### [Your objective]
Reproduce the lines from the start of the records through the line containing "x=118 y=139", inclusive, with no changes.
** Begin **
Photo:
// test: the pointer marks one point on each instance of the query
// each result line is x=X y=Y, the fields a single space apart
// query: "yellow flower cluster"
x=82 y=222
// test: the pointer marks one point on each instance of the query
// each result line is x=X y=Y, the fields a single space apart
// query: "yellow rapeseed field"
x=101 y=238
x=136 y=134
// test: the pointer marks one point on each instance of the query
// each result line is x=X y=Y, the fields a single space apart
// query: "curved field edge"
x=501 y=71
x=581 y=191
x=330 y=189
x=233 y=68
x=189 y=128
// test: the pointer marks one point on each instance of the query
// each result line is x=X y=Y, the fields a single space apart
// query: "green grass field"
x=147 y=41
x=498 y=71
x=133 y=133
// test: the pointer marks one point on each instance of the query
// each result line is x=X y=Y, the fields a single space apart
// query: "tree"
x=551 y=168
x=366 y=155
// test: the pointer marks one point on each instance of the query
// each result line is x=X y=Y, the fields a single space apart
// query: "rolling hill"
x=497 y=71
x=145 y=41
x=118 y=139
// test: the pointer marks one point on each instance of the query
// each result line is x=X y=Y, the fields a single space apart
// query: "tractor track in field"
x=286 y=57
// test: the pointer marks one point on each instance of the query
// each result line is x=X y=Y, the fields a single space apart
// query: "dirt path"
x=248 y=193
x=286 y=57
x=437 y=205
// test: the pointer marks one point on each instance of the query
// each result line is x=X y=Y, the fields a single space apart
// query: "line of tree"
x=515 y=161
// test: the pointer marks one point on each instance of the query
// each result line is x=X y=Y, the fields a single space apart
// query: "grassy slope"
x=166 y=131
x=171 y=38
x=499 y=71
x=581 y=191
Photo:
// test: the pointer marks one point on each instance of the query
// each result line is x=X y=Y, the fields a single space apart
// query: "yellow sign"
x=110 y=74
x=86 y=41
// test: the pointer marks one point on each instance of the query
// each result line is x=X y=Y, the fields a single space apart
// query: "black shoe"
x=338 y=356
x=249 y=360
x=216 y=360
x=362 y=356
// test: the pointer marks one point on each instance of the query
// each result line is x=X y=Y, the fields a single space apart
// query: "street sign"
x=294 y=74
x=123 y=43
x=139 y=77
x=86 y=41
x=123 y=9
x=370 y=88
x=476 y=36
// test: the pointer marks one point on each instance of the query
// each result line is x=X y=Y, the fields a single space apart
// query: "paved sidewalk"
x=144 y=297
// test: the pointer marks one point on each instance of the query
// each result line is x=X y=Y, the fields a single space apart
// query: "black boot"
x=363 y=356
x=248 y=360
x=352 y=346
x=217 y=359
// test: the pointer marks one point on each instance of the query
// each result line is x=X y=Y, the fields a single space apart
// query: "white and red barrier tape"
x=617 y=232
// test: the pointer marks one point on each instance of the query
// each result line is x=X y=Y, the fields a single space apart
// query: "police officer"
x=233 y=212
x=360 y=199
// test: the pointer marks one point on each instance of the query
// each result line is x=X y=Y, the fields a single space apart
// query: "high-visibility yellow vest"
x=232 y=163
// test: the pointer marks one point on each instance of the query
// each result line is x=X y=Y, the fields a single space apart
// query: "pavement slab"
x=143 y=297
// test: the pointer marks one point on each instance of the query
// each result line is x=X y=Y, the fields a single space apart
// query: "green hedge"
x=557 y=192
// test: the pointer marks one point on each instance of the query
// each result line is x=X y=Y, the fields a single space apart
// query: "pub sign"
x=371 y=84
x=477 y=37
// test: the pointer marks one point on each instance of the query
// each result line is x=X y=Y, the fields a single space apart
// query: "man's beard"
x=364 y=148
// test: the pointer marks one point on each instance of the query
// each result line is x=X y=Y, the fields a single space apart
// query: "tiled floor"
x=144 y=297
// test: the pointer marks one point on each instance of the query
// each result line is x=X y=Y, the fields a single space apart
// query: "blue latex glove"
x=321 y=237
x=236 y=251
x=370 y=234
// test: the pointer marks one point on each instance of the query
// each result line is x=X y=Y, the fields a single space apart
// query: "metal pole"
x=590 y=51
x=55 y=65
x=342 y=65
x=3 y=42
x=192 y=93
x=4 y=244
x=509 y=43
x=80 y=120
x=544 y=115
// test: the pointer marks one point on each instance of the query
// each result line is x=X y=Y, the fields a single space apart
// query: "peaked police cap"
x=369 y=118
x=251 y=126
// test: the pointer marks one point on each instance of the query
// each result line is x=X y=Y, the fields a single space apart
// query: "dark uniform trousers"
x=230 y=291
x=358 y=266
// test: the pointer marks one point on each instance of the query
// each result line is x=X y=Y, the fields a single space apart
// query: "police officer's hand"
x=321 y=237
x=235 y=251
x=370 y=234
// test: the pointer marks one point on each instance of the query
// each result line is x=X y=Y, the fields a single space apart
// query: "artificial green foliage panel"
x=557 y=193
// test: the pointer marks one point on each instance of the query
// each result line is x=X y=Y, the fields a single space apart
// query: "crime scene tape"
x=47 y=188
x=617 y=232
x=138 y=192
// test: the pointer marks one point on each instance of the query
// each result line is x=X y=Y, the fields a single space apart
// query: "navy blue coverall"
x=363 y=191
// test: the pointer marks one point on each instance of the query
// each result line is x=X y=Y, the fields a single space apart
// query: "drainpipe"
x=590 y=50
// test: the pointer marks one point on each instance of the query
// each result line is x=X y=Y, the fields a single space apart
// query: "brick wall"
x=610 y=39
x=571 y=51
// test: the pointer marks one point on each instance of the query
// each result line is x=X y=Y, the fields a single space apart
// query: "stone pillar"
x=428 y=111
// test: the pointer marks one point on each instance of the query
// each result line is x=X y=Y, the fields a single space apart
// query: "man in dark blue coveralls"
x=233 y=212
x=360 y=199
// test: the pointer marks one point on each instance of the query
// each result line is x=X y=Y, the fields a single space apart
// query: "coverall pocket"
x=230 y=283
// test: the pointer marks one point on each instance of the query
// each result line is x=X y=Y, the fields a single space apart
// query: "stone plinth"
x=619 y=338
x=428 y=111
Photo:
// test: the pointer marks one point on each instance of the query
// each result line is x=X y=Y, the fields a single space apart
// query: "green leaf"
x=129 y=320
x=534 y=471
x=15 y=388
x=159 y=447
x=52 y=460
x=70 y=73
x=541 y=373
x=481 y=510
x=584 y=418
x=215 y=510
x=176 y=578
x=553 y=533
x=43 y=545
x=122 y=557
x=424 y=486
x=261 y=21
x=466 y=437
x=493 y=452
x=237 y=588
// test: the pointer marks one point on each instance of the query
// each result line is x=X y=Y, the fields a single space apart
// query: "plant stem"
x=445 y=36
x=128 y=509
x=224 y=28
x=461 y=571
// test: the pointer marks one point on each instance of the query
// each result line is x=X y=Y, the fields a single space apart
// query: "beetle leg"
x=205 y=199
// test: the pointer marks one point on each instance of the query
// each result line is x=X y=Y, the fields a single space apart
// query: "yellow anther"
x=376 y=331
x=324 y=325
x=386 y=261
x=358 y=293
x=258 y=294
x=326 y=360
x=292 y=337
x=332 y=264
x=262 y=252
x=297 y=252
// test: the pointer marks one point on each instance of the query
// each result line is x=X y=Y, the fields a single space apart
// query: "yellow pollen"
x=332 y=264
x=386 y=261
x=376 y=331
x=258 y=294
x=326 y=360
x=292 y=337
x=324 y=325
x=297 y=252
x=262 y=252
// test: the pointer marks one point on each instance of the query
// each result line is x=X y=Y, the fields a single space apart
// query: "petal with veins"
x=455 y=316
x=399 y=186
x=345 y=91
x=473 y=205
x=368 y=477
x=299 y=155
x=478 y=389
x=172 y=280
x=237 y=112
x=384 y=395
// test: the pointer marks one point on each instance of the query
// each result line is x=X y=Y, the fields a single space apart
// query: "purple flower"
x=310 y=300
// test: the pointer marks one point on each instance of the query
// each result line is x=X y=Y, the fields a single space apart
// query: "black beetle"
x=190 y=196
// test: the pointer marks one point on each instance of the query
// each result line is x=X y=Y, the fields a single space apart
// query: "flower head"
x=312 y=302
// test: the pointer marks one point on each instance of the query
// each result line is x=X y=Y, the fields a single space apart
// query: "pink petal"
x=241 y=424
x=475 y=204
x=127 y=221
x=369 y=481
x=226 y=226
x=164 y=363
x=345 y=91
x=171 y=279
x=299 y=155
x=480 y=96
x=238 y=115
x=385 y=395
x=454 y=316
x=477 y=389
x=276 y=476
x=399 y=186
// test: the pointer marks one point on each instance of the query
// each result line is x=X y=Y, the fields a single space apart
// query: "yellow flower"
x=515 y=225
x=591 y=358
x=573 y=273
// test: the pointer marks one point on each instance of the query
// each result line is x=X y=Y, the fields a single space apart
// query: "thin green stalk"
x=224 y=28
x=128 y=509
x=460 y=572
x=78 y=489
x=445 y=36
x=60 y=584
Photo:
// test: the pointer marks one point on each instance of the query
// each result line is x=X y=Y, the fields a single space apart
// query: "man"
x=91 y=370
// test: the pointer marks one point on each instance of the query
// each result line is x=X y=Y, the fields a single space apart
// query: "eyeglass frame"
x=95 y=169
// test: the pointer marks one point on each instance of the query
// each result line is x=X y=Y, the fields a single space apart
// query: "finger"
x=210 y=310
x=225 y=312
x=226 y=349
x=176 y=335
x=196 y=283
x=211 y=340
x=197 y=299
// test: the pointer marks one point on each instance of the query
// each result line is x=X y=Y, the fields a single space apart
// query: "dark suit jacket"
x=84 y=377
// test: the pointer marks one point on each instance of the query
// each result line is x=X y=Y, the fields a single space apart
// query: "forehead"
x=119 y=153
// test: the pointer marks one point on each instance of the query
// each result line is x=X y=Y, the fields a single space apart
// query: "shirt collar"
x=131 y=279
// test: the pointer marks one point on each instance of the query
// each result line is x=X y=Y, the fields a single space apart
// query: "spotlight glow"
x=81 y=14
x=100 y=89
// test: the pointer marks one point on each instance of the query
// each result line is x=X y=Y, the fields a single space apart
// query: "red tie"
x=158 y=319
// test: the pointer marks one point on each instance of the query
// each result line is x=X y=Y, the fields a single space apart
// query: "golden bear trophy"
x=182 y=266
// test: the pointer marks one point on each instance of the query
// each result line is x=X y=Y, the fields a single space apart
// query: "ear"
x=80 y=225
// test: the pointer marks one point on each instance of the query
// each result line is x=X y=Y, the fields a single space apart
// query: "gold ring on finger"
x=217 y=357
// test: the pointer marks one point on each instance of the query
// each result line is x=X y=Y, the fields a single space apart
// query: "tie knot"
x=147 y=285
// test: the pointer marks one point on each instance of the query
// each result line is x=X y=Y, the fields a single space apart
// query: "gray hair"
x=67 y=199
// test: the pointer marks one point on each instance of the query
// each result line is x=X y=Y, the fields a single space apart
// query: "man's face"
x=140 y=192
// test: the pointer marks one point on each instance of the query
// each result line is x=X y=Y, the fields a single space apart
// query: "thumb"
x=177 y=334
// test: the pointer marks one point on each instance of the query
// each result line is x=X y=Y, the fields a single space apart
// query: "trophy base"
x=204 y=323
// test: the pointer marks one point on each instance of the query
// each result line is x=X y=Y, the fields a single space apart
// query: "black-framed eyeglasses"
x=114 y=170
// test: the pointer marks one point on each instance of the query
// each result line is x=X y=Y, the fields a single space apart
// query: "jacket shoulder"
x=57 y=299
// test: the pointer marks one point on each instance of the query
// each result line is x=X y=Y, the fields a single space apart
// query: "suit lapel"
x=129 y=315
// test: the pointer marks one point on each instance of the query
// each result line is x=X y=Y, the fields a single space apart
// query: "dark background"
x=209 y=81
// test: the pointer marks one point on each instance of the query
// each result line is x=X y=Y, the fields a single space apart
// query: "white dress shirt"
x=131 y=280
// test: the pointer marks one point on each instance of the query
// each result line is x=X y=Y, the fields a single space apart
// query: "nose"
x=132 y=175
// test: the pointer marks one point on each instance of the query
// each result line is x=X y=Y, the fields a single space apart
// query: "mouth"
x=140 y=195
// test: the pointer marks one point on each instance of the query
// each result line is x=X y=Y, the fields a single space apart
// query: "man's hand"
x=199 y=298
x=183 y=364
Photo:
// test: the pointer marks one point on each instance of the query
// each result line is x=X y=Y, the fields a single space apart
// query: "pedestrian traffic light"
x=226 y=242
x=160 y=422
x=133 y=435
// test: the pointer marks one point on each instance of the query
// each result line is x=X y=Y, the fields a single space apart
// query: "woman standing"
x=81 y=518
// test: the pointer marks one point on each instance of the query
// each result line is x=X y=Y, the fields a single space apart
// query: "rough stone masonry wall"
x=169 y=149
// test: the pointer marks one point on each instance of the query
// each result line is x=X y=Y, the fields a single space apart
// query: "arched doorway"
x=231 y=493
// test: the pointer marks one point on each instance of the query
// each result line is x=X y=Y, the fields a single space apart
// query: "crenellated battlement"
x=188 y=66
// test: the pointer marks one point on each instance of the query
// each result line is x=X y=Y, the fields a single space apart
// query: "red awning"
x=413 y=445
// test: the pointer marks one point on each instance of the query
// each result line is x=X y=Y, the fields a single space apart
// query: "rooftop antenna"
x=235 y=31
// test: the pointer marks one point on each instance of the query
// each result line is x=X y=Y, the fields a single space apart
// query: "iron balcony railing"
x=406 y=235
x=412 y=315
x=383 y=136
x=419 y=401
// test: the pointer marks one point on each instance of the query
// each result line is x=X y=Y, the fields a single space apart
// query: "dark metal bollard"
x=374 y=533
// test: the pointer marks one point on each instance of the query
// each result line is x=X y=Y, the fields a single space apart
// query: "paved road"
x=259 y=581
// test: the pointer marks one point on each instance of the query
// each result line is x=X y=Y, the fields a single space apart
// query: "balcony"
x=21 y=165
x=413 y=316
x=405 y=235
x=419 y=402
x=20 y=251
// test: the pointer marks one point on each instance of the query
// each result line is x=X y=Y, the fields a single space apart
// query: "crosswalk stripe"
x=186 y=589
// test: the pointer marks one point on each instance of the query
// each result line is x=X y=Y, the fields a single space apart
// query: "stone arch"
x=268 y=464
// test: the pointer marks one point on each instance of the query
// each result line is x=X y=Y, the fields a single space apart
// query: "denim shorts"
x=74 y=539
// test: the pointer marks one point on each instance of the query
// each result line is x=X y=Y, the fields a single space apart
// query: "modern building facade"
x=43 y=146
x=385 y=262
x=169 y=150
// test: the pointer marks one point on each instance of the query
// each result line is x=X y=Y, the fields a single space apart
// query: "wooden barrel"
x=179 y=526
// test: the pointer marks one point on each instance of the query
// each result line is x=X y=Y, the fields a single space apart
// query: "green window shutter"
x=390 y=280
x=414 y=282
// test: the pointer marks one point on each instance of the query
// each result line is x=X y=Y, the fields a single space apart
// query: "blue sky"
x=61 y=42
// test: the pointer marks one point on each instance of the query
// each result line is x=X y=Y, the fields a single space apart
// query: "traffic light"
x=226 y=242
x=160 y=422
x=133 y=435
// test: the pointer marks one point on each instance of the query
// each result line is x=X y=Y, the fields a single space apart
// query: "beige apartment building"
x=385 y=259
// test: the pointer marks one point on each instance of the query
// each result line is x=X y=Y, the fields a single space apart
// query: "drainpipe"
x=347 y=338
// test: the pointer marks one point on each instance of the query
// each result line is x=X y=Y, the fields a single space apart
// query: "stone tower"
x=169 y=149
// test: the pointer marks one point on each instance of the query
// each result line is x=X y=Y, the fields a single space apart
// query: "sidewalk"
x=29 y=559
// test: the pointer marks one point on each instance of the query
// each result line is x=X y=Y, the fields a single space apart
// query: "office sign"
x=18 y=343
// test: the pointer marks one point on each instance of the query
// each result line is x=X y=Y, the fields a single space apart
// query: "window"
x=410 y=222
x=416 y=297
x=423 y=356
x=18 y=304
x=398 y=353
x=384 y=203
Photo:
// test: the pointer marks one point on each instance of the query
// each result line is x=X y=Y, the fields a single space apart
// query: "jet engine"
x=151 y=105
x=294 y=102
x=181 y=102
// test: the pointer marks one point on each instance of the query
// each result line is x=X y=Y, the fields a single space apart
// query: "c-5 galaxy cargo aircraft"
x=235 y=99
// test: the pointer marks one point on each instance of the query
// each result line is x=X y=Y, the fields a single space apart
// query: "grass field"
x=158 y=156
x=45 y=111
** End **
### [Full output]
Photo:
// test: the pointer marks one point on each instance of the query
// each result line is x=X y=Y, the fields a single space apart
// query: "yellow flower cluster"
x=82 y=222
// test: the pointer marks one point on each instance of the query
// each result line is x=X y=Y, the fields a single space apart
// query: "yellow rapeseed field"
x=101 y=238
x=136 y=134
// test: the pointer marks one point on each instance of the query
// each result line is x=X y=Y, the fields a single space apart
// query: "curved field edge"
x=501 y=71
x=581 y=191
x=330 y=189
x=233 y=68
x=189 y=128
// test: the pointer marks one point on each instance of the query
// each result line is x=X y=Y, the fields a single space apart
// query: "green grass field"
x=147 y=41
x=498 y=71
x=133 y=133
// test: the pointer marks one point on each instance of the query
// each result line is x=X y=Y, the fields a single space apart
// query: "tree"
x=551 y=168
x=366 y=155
// test: the pointer marks one point on each instance of the query
// each result line is x=X y=Y, the fields a single space apart
// query: "rolling hill"
x=497 y=71
x=145 y=41
x=118 y=139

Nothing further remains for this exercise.